▶ _ACTIONS TO TAKE_:
1) Answer each question from the text on deadlines for filing a notice of appeal.
(a) What is the document that informs the courts of an appeal called in most jurisdictions?
(b) What must be shown for a Wisconsin court to extend the deadline?
(c) In Colorado, by at most how many days can the filing time be extended?
2) Reproduce the passage of the text on deadlines for filing a notice of appeal from "Each state has" up to and including "will be granted.".
3) Write what follows the last sentence of the text on deadlines for filing a notice of appeal.

▶ _TEXT TO READ_:

There are many reasons why a person may miss a deadline. Especially when proceeding ‘pro se’ (without an attorney), there are many deadlines and rules that can be difficult to keep track of. It is therefore important to know which deadlines can be extended, and which cannot. In the context of an appeal, one very important deadline is the deadline to file the pleading that informs the courts that you will be appealing an order in the trial level court. In most jurisdictions, this document is referred to as the Notice of Appeal.
Each state has its own statute governing the motion to extend the deadline for filing a notice of appeal. In Wisconsin, for instance, it is Wis. Stat. § 809.82(2)(a). This statute provides that the court may extend this deadline “upon good cause shown.” Importantly, the good cause must be related to the delay in filing the Notice of Appeal, rather than the merits of the case itself. See State v. Evans, 2004 WI 84, 273 Wis.2d 192, 682 N.W.2d 784 (Wis., 2004). There is no deadline for filing a motion under this statue, however the earlier it is filed, the better chance it will be granted.
In Colorado, C.A.R. 4(a) governs when a Notice of Appeal may be filed after the time to do so has expired. This statute provides that such a motion will only be granted upon a showing of “excusable neglect.” Excusable neglect exists where a litigant can show that a reasonably prudent person under the same circumstances would have missed the same deadline. If a party is successful in showing excusable neglect, the time for filing a notice of appeal will be extended by no more than 35 days.
Although it is possible to ask the court to extend the deadline to file a Notice of Appeal after the deadline has passed, this is the exception, not the rule. The court has complete discretion to grant or deny such a motion, and these decisions are rarely overturned on appeal. To avoid these risks, it is best to file your Notice of Appeal on time.

▶ _RAW DATA_:
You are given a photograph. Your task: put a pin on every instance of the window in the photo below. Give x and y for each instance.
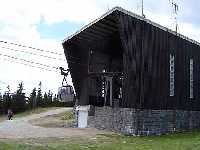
(191, 79)
(171, 74)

▶ _SOLVED TASKS_:
1)
(a) The Notice of Appeal.
(b) Good cause related to the delay in filing the Notice of Appeal.
(c) 35 days.

2)
Each state has its own statute governing the motion to extend the deadline for filing a notice of appeal. In Wisconsin, for instance, it is Wis. Stat. § 809.82(2)(a). This statute provides that the court may extend this deadline “upon good cause shown.” Importantly, the good cause must be related to the delay in filing the Notice of Appeal, rather than the merits of the case itself. See State v. Evans, 2004 WI 84, 273 Wis.2d 192, 682 N.W.2d 784 (Wis., 2004). There is no deadline for filing a motion under this statue, however the earlier it is filed, the better chance it will be granted.

3)
Restraining (or civil protection) orders are temporary orders issued by judges in order to protect a particular person or entity. If you believe that a person has unnecessarily obtained a restraining order against you, you may be able to appeal (or otherwise fight) the order. Importantly, no matter how frivolous you believe a restraining order may be, make absolutely certain you abide by all its terms. Any violation, however slight, may result in arrest, fines, or even jail time.
Because the chances of success on appeal are always statistically low, it may be advisable to exhaust any alternative options before pursuing an appeal. One such option is a motion for reconsideration. A motion for reconsideration asks the trial court to review and amend its findings and conclusions. This is a good option where there is newly discovered evidence, or where the trial court misapplied existing law.
If a motion for reconsideration is inappropriate or unsuccessful, it may be time to file an appeal. In Wisconsin, for example, a party can file an ‘appeal by right’ asking the Wisconsin Court of Appeals to review the final decision granting the restraining order. Wis. Stat. § 808.03. Importantly, most issues must be preserved before they can be appealed. This means that, at the hearings in the trial court, a party or attorney must raise any objections to potential errors. If you plan to file an appeal of a restraining order, be sure to keep track of applicable deadlines. For example, in Colorado, the appealing party must file his notice of appeal within 49 days of the entry of the restraining order. C.A.R. 4(a).
Under normal circumstances, the pathway to a supreme court involves stops at a trial level court, and then an appellate level court. Because supreme court review is discretionary, many cases travel through the trial and appellate level courts, only to never achieve supreme court review.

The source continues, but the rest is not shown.